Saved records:

---

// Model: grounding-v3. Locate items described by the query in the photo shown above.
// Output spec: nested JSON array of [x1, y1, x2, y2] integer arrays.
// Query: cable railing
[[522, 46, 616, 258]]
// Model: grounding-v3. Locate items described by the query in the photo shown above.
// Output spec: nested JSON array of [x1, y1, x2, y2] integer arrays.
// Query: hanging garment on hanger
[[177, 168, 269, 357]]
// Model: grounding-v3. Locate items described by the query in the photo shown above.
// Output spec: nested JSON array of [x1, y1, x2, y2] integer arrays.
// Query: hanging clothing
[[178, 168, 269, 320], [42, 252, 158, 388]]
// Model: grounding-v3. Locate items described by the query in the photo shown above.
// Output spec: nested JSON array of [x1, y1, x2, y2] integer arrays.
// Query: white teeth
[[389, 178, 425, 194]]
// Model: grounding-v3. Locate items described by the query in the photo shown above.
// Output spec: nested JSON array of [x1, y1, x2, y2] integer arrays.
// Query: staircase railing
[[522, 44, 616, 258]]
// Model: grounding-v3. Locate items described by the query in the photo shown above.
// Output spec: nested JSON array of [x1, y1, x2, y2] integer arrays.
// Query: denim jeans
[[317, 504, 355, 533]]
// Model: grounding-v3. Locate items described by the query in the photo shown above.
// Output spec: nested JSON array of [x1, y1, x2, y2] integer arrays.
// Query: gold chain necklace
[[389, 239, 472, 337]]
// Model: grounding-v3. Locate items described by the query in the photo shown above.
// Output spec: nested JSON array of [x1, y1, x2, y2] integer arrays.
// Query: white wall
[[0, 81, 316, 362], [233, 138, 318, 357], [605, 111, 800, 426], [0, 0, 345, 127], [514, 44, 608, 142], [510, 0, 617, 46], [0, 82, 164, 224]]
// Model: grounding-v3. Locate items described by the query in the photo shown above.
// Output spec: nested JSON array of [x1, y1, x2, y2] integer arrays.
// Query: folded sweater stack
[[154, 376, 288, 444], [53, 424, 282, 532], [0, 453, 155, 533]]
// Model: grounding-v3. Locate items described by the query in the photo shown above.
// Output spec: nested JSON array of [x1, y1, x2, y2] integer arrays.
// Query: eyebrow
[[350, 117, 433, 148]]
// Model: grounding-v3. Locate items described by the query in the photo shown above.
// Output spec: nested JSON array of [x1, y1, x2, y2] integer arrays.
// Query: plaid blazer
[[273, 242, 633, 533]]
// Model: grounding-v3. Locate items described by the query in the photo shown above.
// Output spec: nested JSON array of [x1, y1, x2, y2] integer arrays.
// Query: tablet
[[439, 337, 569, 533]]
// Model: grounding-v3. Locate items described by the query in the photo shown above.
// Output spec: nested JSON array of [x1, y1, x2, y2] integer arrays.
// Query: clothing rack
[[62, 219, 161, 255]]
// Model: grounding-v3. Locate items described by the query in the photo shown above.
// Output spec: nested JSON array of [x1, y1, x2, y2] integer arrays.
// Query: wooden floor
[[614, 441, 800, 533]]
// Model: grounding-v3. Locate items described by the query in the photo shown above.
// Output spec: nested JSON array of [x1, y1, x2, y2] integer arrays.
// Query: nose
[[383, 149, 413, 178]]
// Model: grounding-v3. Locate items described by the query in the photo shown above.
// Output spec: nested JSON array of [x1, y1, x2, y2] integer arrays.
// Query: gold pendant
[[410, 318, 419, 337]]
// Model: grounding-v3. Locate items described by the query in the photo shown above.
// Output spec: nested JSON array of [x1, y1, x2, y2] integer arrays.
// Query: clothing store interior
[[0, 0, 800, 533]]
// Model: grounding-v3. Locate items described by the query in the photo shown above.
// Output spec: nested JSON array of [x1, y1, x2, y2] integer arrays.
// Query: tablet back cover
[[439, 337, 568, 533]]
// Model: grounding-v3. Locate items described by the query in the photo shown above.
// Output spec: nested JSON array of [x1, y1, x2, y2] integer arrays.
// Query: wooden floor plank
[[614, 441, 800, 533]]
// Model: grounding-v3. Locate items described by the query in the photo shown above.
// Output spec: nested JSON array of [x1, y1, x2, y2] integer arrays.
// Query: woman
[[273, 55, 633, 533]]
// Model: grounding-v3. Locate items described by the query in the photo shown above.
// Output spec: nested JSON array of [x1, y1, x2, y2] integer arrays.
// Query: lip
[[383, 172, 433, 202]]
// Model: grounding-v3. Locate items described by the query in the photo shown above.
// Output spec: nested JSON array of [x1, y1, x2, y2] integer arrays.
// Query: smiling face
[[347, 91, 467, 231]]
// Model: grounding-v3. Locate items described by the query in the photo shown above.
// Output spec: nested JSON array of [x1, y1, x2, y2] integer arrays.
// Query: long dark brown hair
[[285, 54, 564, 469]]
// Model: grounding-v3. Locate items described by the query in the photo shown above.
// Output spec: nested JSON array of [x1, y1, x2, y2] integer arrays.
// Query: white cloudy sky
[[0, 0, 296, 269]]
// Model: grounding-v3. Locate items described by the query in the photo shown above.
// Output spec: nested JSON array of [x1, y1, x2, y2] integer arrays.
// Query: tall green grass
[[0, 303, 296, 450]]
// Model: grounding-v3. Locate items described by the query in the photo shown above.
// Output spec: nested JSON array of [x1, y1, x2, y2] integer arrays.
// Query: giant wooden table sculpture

---

== INSTRUCTIONS FOR THE TASK ==
Copy out every one of the records above verbatim, keeping each line as it appears.

== TASK SOLUTION ==
// Model: grounding-v3. Locate items described by the query in the photo shown above.
// Output spec: nested JSON array of [x1, y1, x2, y2] integer arrays.
// Query: cable railing
[[522, 46, 616, 258]]
// Model: grounding-v3. Locate items described by the query in the photo shown above.
// Output spec: nested JSON array of [x1, y1, x2, y2] integer arrays.
// Query: hanging garment on hanger
[[177, 168, 269, 357]]
// Model: grounding-v3. Locate items described by the query in the photo shown above.
// Output spec: nested JSON array of [x1, y1, x2, y2] integer arrays.
// Query: hanging clothing
[[178, 168, 269, 320], [42, 252, 158, 388]]
// Model: grounding-v3. Locate items described by the query in the photo shown above.
// Output spec: nested JSON array of [x1, y1, x2, y2] integer arrays.
// Query: white teeth
[[389, 178, 425, 194]]
// Model: grounding-v3. Locate items described by the query in the photo shown above.
// Output spec: nested JSON array of [x1, y1, x2, y2] integer arrays.
// Query: staircase railing
[[522, 44, 616, 258]]
// Model: grounding-v3. Locate items described by the query in the photo shown above.
// Output spec: nested JSON array of [x1, y1, x2, y2] integer arrays.
// Query: denim jeans
[[317, 504, 355, 533]]
// Model: grounding-v3. Locate items described by the query in the photo shown above.
// Output spec: nested JSON array of [x1, y1, x2, y2] integer arrays.
// Query: gold chain necklace
[[389, 239, 472, 337]]
// Model: grounding-v3. Locate items described by the query in the photo shown above.
// Output spec: nested JSON array of [x1, y1, x2, y2] integer arrays.
// Query: white wall
[[0, 81, 316, 362], [233, 138, 318, 357], [605, 111, 800, 426], [0, 0, 345, 127], [514, 44, 608, 142], [510, 0, 617, 46], [0, 82, 164, 224]]
// Model: grounding-v3. Locate items described by the query in the photo shown above.
// Output spec: nested JSON array of [x1, y1, x2, y2] integer arrays.
// Query: folded sweater stack
[[154, 376, 288, 444], [53, 424, 282, 532], [0, 453, 155, 533]]
// Model: grounding-v3. Locate items described by the query in the photo shown above.
// Output spec: nested JSON array of [x1, y1, x2, y2] integer arrays.
// Query: eyebrow
[[350, 117, 433, 148]]
// Model: grounding-v3. Locate items described by the query in the photo shown above.
// Output spec: nested JSON array of [x1, y1, x2, y2] integer arrays.
// Query: plaid blazer
[[273, 242, 633, 533]]
// Model: grounding-v3. Locate items described by the query in the photo shown above.
// Output spec: nested JSON array of [x1, y1, x2, y2] integer arrays.
// Query: tablet
[[439, 337, 569, 533]]
// Model: grounding-v3. Locate items described by the query in the photo shown above.
// Output spec: nested JSON array of [x1, y1, x2, y2] integer arrays.
// Query: clothing rack
[[62, 219, 161, 255]]
// Model: grounding-v3. Locate items described by the query in the photo shown above.
// Output spec: nested JSON array of [x1, y1, x2, y2] integer arrays.
// Query: wooden floor
[[614, 441, 800, 533]]
// Model: grounding-v3. Locate items described by the query in the photo shown above.
// Output spec: nested JSON array of [x1, y1, x2, y2] integer arrays.
// Query: nose
[[383, 149, 413, 178]]
// Model: grounding-v3. Locate items described by the query in the photo shown above.
// Output spec: nested JSON array of [x1, y1, x2, y2] integer arrays.
// Query: gold pendant
[[410, 318, 419, 337]]
// Model: grounding-v3. Locate items described by the query in the photo shown above.
// Output spec: nested JSON array of [x1, y1, x2, y2] integer arrays.
// Query: clothing store interior
[[0, 0, 800, 533]]
// Model: grounding-v3. Locate items described by the query in the photo shown above.
// Output spec: nested JSON array of [x1, y1, x2, y2] integer arrays.
// Query: tablet back cover
[[439, 337, 568, 533]]
// Model: grounding-v3. Locate items described by the query in the photo shown above.
// Output spec: nested JSON array of [x1, y1, x2, y2] integer arrays.
// Query: wooden floor plank
[[614, 441, 800, 533]]
// Model: grounding-v3. Locate items described by the query in the photo shown above.
// Output spec: nested JSON array of [x1, y1, x2, y2] integer arrays.
// Query: woman
[[273, 55, 633, 533]]
// Model: grounding-v3. Locate items described by the query in the photo shown above.
// Output spec: nested JSON array of [x1, y1, x2, y2] integer arrays.
// Query: lip
[[383, 172, 433, 202]]
// Model: grounding-v3. Locate items described by the query in the photo shown above.
// Output spec: nested JSON array of [x1, y1, x2, y2] integer arrays.
// Query: smiling face
[[347, 91, 467, 231]]
// Model: grounding-v3. Locate items described by the query in the photo shown above.
// Output spec: nested JSON array of [x1, y1, x2, y2] integer arrays.
// Query: long dark brown hair
[[285, 54, 564, 469]]
// Model: grounding-v3. Locate items described by the query in the photo shown above.
// Output spec: nested JSON array of [x1, y1, x2, y2] integer arrays.
// Query: white cloudy sky
[[0, 0, 296, 269]]
// Model: grounding-v3. Locate items described by the query in the photo shown above.
// Output spec: nested JSON array of [x1, y1, x2, y2] integer arrays.
// Query: tall green grass
[[0, 303, 296, 450]]
// Model: grounding-v3. Locate items described by the query in the photo shown above.
// Output spec: nested JSON array of [x1, y1, x2, y2] integer arrays.
// Query: giant wooden table sculpture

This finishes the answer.